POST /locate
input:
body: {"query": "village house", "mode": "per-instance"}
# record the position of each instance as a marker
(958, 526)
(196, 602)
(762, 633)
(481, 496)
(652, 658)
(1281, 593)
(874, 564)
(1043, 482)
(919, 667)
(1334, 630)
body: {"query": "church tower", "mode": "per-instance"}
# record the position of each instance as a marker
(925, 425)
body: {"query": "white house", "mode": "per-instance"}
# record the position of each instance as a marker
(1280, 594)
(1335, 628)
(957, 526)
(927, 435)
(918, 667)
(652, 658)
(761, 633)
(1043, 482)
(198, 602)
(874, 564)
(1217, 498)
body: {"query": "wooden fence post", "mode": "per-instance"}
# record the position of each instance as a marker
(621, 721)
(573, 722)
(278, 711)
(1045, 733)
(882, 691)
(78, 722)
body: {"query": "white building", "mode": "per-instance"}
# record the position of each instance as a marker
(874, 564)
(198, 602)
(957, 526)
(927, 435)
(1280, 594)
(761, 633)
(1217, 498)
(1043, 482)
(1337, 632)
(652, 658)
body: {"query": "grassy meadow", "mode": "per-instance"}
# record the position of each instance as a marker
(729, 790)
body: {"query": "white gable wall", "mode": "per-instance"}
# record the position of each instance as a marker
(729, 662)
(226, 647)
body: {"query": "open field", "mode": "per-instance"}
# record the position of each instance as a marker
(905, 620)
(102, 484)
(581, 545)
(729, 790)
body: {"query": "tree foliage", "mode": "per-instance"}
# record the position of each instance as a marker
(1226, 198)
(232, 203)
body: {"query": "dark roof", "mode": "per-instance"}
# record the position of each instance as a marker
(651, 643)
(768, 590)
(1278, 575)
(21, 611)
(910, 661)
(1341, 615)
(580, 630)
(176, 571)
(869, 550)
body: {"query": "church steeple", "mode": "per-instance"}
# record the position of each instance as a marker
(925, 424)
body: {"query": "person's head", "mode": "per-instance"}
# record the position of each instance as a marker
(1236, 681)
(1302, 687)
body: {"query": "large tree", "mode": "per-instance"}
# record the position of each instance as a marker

◆ Set exercise: Rewrite all of the lines above, putting "point" wherever "marker" appears and keeping everything else as it is.

◆ Output below:
POST /locate
input:
body: {"query": "village house", "mode": "per-instance"}
# record the position of each instance as a point
(958, 526)
(196, 602)
(762, 633)
(481, 496)
(652, 658)
(1281, 593)
(874, 564)
(1043, 482)
(919, 667)
(1334, 630)
body: {"query": "church tower", "mode": "per-instance"}
# record the position of each instance as a point
(925, 425)
body: {"query": "white house", "mode": "per-instance"}
# record the position of each instance as a point
(1280, 594)
(1335, 628)
(957, 526)
(927, 435)
(918, 667)
(652, 658)
(761, 633)
(1043, 482)
(198, 602)
(874, 564)
(1217, 498)
body: {"query": "wooden fence post", "mode": "per-instance"}
# record the position of each instance as a point
(621, 721)
(573, 722)
(278, 711)
(1045, 733)
(882, 691)
(78, 722)
body: {"query": "white building", "mode": "per-instance"}
# record the position of each instance as a point
(874, 564)
(198, 602)
(957, 526)
(927, 435)
(1280, 594)
(761, 633)
(1217, 498)
(1043, 482)
(1337, 632)
(652, 658)
body: {"query": "grassy meadow", "mode": "per-instance"}
# record the position of each instance as a point
(729, 790)
body: {"query": "white gable wall", "mode": "per-instance"}
# record the position of each instance as a point
(729, 662)
(226, 647)
body: {"query": "open field", "mode": "per-instance"}
# record the position of each instance as a point
(905, 620)
(102, 484)
(581, 545)
(729, 790)
body: {"query": "tree foliage", "mode": "per-instance"}
# record the position of each instance as a point
(1226, 198)
(232, 203)
body: {"query": "dark roof", "mode": "per-instance"}
# record the position of each instance as a point
(651, 643)
(768, 590)
(1278, 575)
(21, 611)
(910, 661)
(1341, 615)
(580, 630)
(176, 571)
(869, 550)
body: {"query": "church steeple", "mode": "per-instance"}
# record the position of each instance as a point
(925, 424)
body: {"query": "person's head", "mode": "per-instance"}
# record the position of each instance as a point
(1236, 681)
(1302, 687)
body: {"query": "large tree", "mode": "per-instance"}
# record the position of each instance as a point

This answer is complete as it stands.